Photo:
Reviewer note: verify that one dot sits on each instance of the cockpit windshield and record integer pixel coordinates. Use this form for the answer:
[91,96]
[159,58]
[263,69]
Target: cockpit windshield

^^^^^^^^^^^^^^^^

#### [Exercise aim]
Extract every line of the rows above and copy each one word for word, in its original order.

#### [Result of this task]
Photo:
Reviewer note: verify that one dot sits on each instance of the cockpit windshield and record integer pixel coordinates. Use this form for the answer:
[91,96]
[159,58]
[263,69]
Target: cockpit windshield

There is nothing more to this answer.